**** Texte cité ****
Alors que les usages numériques se sont imposés dans nos quotidiens, le dernier rapport publié par l’Agence Nationale de la Cohésion des Territoires (ANCT) estime à plus de 31% des personnes âgées de 18 ans et plus en France métropolitaine comme « éloignés du numérique ». En Bretagne, le PorTReA (Portrait Territorialisé de la Relation E-Administrative) estime à plus de 900 000 les personnes concernées par des fragilités socio-numériques. La dématérialisation des démarches administratives et la numérisation de notre société, produisent des ruptures de droits pour les personnes éloignées du numérique, y compris en matière de santé. Le Hub Bretagne accompagne les acteurs de la médiation numérique avec pour objectif principal de proposer des actions pour les personnes les plus éloignées du numérique.
Antoine Potier, vous êtes responsable du Hub Bretagne pour un numérique inclusif, pouvez-vous vous présenter ainsi que le Hub ?
Je suis salarié de la Fédération des Centres Sociaux de Bretagne et chef de projet sur la phase d’amorçage du Hub Bretagne pour un numérique inclusif.
****
◆ Objectif
D'après le texte cité, combien de personnes le PorTReA estime-t-il concernées par des fragilités socio-numériques en Bretagne ? Les données proviennent d'une source distincte du texte cité.
**** Données fournies ****
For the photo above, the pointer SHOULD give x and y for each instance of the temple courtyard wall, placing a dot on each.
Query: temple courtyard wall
****
◆ Réponse attendue
Plus de 900 000 personnes.